> How to complete this task
Pull every line containing "patio" from the entries.

Natural-language object grounding data:
#####
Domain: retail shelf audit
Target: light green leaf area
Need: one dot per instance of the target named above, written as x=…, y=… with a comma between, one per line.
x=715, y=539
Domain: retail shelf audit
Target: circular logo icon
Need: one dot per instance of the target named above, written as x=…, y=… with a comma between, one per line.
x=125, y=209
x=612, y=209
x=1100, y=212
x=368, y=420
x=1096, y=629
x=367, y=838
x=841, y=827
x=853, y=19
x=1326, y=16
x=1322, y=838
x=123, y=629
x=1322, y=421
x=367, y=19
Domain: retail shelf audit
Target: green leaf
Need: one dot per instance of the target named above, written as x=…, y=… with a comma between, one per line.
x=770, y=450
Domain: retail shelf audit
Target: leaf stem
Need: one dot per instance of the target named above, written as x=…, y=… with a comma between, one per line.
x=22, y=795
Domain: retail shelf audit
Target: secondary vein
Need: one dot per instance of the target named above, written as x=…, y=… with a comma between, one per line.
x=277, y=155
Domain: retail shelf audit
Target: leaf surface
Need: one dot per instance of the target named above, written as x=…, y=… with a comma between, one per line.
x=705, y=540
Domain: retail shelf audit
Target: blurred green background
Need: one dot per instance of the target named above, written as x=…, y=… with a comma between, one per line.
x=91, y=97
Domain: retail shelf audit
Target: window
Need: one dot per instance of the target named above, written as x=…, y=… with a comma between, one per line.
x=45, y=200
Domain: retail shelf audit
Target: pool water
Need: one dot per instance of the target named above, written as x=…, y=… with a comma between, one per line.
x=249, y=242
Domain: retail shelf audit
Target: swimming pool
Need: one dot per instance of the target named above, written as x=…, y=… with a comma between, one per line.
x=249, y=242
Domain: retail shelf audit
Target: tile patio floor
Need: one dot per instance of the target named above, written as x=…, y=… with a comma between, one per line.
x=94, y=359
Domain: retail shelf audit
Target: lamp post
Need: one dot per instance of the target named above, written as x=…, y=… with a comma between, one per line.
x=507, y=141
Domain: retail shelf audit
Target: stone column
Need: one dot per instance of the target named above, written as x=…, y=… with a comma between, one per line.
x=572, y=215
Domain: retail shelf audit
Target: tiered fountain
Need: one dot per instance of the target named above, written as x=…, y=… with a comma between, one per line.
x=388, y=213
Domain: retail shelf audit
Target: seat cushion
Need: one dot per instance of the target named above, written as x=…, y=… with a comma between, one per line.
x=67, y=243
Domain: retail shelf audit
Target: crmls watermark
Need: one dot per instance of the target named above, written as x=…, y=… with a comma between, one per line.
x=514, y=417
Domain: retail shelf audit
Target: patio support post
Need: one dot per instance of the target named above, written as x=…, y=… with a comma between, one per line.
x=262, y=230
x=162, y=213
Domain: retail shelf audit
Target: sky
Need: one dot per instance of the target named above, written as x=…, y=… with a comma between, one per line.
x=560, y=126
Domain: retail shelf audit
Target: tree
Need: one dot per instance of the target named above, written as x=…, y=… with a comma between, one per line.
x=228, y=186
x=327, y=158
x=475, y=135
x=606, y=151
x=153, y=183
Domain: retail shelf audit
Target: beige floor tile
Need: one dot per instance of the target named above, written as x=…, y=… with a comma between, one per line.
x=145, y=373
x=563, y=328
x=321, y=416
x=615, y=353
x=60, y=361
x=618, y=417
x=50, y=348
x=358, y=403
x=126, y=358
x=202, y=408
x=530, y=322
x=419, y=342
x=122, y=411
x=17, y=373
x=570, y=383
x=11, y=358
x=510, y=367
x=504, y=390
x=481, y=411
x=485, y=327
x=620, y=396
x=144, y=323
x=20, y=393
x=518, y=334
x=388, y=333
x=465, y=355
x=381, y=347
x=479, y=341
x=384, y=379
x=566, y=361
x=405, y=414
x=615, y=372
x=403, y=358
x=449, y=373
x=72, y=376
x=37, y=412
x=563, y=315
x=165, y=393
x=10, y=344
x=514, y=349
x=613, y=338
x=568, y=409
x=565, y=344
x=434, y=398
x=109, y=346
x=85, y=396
#####
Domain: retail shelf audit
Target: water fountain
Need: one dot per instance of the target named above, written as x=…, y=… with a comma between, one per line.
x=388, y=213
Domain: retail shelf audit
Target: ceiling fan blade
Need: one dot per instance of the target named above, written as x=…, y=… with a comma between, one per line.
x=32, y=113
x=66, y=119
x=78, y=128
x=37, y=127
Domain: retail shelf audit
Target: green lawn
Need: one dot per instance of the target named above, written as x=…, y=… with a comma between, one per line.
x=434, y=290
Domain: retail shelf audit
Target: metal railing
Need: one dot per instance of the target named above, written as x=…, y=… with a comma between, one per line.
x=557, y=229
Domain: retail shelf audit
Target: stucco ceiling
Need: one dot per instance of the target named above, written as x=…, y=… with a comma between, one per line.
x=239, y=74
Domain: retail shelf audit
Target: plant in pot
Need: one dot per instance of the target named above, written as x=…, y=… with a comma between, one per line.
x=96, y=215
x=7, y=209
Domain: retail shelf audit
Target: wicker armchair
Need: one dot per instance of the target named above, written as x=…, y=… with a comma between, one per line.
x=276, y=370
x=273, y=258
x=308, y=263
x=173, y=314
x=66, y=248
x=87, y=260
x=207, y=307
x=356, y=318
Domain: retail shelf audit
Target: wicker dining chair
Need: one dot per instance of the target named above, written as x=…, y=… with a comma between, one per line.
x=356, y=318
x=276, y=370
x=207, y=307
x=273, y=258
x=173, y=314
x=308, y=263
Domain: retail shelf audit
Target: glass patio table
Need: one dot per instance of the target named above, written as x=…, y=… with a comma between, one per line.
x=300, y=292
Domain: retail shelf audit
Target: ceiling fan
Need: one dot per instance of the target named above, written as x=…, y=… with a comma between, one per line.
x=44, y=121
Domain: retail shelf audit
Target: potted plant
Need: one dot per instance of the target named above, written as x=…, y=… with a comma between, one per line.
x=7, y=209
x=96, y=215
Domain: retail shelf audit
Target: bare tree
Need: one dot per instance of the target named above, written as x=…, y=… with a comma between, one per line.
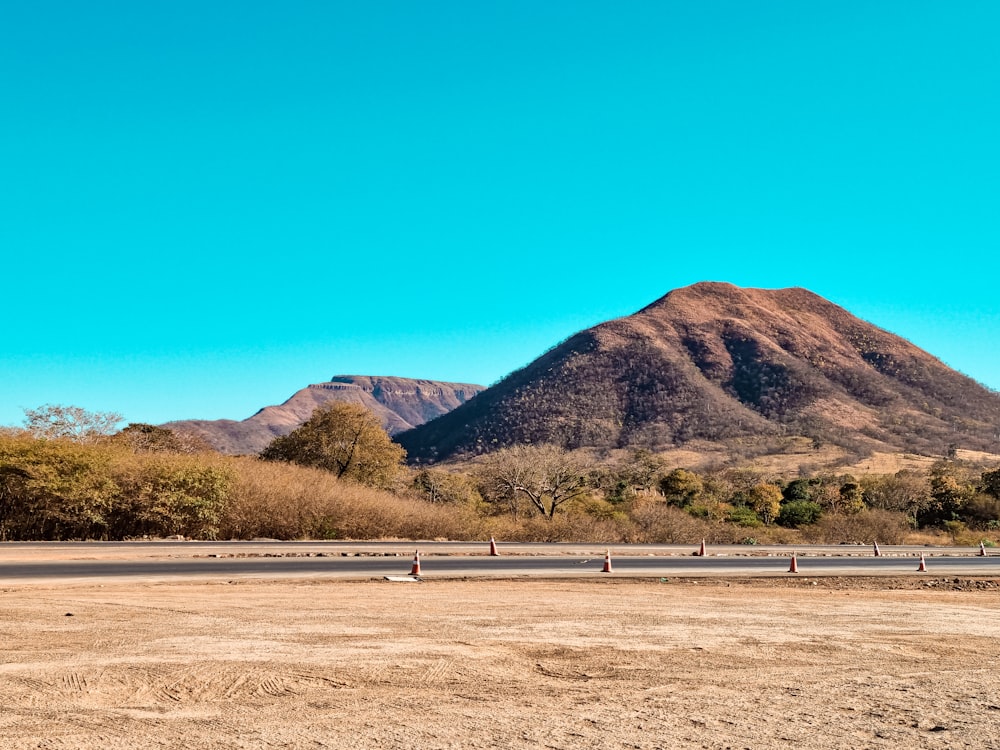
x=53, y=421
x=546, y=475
#####
> Solution
Target: tile patio floor
Target: patio support post
Target: glass patio table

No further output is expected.